:: EXTRACT TO READ ::

Springdale Cemetery is a peaceful place of great beauty, deep meaning, and rich history. It is where people from all religions, cultures, and walks of life come to remember and honor loved ones. This 225-acre cemetery, founded in 1855, has over six miles of roadways winding through its hills and valleys and is the final resting place for almost 70,000 people with room for many more. We provide burial services, cremation services, and a variety of memorial options and products. Springdale also has a large public mausoleum for those who prefer above-ground space, fifteen private family mausoleums, a scattering garden, and a designated area where people can bury their beloved pets. Springdale, with many more acres of land to develop, is city owned and accessible to the public.
Springdale, which is listed on the National Register of Historic Places, was designed to be both a cemetery and park for Peoria and is a place for both remembrance and enjoyment. Today, as always, people come here to honor those who have gone before and to celebrate life by jogging, hiking or riding their bicycles. Visitors have the benefit of the many miles of beautiful roads and trails that wind through the hills and valleys of this vast nature preserve. They enjoy the bluffs with scenic vistas, forested pathways, flowing streams, flower-covered meadows, savanna and majestic river views.
Our business and arrangements office is on the right as visitors enter the cemetery from Prospect Road. Please stop in to meet our staff and find out about Springdale. If you wish to explore, pick up our self-guided tour brochure or find out about narrated trolley tours during the summer where you will learn even more about springdale's history, topography, autumn historic tours, and details of the interesting lives of the many memorable people who are buried here.

:: Collected data entries ::
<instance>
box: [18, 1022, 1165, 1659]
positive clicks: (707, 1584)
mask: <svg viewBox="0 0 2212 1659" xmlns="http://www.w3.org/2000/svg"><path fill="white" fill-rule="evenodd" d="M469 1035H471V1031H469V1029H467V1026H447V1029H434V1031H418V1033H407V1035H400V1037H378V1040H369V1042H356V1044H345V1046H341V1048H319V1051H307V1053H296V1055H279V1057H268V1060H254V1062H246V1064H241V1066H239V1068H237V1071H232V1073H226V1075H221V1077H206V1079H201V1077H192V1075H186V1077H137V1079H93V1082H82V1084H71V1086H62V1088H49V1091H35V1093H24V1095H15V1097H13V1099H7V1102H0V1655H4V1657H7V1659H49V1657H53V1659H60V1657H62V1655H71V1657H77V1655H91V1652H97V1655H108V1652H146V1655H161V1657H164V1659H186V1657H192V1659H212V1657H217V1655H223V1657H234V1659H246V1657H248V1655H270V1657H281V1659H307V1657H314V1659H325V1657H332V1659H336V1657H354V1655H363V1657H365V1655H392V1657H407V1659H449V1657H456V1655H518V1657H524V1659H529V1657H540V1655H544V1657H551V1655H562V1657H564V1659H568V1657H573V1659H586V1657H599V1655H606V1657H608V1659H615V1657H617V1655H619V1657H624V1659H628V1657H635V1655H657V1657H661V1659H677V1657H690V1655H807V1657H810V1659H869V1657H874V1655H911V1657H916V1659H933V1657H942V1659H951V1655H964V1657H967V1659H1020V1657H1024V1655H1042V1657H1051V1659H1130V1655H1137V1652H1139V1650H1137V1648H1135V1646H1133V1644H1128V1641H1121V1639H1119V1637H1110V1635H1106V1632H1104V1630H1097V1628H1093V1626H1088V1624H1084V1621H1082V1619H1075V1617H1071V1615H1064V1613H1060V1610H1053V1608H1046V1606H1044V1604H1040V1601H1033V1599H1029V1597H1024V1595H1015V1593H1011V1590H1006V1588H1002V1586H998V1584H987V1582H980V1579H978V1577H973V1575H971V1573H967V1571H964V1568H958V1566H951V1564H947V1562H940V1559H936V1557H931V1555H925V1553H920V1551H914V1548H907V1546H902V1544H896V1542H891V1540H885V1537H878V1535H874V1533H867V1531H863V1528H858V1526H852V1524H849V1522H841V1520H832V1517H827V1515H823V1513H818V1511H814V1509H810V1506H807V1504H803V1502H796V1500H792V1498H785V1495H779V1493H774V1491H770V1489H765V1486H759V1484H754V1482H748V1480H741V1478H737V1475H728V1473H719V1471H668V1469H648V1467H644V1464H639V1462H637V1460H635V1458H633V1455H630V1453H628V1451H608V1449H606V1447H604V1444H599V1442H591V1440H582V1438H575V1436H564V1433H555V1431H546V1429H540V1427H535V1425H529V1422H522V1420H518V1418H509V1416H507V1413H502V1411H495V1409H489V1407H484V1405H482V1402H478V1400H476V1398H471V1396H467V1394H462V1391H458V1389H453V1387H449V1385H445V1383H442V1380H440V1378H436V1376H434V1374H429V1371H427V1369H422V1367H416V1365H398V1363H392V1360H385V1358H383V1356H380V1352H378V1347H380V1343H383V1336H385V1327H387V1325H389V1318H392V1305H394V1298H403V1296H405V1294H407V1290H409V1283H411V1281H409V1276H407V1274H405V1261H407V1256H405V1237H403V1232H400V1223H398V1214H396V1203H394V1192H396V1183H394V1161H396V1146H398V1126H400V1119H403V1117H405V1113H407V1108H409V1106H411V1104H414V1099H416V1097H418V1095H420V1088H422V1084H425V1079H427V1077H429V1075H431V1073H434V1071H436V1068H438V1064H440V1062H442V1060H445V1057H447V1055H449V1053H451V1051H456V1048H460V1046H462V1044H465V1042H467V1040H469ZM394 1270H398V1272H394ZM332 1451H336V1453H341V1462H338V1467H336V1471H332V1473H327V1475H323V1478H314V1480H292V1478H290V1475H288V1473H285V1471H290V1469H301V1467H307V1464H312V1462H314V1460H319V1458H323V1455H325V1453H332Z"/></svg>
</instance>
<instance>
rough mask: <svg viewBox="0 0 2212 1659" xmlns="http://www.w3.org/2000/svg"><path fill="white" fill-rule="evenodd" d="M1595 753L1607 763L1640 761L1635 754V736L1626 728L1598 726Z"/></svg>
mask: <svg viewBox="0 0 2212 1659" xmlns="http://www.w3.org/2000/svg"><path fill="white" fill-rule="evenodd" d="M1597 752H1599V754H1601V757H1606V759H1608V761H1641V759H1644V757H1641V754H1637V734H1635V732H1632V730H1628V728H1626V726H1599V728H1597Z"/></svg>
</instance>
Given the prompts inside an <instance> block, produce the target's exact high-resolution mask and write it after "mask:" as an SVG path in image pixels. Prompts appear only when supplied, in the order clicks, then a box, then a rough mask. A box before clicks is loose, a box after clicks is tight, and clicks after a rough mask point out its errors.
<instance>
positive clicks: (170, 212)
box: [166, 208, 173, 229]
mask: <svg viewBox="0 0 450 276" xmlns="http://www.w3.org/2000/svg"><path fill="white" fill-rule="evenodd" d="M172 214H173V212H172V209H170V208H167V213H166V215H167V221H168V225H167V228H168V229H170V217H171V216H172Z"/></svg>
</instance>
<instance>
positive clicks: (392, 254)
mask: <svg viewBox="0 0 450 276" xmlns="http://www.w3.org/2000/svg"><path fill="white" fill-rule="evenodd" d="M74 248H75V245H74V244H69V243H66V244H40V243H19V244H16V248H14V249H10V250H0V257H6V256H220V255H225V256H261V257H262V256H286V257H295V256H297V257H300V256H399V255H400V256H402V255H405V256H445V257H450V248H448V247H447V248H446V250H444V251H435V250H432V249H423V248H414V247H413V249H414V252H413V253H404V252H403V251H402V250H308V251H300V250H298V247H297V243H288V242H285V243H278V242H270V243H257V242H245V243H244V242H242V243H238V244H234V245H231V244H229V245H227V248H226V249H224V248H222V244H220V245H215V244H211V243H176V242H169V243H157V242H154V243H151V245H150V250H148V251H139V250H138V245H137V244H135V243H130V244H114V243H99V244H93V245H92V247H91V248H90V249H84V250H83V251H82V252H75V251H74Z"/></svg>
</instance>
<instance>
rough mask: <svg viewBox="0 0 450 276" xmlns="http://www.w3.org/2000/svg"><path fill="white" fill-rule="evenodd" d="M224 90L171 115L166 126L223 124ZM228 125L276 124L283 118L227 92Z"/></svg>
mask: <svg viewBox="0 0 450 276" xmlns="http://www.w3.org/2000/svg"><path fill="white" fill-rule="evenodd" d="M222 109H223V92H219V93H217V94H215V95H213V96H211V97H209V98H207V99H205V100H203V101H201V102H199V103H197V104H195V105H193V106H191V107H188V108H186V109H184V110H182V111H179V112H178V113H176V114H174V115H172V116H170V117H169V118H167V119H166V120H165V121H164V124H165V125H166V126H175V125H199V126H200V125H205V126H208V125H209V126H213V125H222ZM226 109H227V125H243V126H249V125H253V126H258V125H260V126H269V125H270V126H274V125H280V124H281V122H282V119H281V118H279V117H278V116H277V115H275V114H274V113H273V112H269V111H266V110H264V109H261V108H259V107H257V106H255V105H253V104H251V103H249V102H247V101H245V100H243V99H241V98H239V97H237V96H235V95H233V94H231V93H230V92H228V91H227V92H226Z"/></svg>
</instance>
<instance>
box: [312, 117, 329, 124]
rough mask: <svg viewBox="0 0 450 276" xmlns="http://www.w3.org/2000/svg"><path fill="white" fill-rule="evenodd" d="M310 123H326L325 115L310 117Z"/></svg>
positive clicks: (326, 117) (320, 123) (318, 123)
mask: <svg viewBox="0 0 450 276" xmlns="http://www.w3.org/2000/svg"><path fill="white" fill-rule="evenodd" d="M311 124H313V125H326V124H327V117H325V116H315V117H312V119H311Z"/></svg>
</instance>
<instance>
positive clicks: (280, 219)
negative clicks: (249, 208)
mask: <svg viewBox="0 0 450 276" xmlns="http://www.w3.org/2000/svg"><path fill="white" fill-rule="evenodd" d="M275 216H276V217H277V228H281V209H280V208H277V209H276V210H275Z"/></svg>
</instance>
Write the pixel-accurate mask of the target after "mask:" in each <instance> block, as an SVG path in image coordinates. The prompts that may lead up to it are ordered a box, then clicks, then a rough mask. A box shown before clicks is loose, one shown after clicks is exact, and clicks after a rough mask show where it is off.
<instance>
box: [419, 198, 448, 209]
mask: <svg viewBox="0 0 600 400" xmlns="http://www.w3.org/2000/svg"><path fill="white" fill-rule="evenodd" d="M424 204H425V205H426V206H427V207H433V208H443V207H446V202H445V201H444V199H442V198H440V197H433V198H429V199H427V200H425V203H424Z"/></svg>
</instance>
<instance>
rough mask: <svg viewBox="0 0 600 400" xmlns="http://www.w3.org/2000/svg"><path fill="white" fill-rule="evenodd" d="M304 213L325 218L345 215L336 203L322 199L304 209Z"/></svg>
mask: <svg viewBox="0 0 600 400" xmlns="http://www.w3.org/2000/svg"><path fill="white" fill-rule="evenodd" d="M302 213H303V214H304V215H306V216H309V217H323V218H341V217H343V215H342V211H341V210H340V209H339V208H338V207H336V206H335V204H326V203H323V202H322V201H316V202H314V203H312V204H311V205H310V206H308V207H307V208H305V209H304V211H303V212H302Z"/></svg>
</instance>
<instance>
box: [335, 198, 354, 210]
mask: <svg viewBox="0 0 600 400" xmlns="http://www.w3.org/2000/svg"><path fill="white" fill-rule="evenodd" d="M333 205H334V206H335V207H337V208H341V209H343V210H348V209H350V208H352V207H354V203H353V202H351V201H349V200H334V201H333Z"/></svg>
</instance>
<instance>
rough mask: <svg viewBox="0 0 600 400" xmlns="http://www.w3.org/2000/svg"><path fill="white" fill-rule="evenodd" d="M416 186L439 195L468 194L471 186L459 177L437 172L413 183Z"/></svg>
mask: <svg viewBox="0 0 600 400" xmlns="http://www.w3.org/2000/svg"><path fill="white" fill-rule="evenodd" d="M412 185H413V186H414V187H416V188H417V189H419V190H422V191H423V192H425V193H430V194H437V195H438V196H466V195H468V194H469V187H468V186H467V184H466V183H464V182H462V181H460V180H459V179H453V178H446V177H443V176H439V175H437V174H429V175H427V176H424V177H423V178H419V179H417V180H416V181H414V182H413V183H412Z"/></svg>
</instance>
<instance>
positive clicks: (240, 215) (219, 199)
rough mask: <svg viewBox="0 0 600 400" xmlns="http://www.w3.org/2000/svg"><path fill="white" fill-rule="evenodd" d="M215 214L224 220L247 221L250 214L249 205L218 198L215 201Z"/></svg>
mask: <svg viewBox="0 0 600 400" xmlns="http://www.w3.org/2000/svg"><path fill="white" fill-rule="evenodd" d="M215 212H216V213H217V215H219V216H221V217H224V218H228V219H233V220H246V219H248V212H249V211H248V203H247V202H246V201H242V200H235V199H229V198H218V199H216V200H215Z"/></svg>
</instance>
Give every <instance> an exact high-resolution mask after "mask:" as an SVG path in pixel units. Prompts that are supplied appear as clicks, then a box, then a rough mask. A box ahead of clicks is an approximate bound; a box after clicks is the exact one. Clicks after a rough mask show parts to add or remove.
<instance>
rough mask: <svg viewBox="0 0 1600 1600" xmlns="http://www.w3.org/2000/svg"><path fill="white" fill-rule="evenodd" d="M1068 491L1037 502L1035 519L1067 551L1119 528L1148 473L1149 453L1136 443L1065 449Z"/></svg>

:: ASSIGNED TASK ::
Rewrite the Springdale Cemetery text starting with "Springdale Cemetery is" and going on through "to the public.", putting "drives" in place of "roadways". The material is separate from the Springdale Cemetery text.

:: WRITTEN RESPONSE ::
Springdale Cemetery is a peaceful place of great beauty, deep meaning, and rich history. It is where people from all religions, cultures, and walks of life come to remember and honor loved ones. This 225-acre cemetery, founded in 1855, has over six miles of drives winding through its hills and valleys and is the final resting place for almost 70,000 people with room for many more. We provide burial services, cremation services, and a variety of memorial options and products. Springdale also has a large public mausoleum for those who prefer above-ground space, fifteen private family mausoleums, a scattering garden, and a designated area where people can bury their beloved pets. Springdale, with many more acres of land to develop, is city owned and accessible to the public.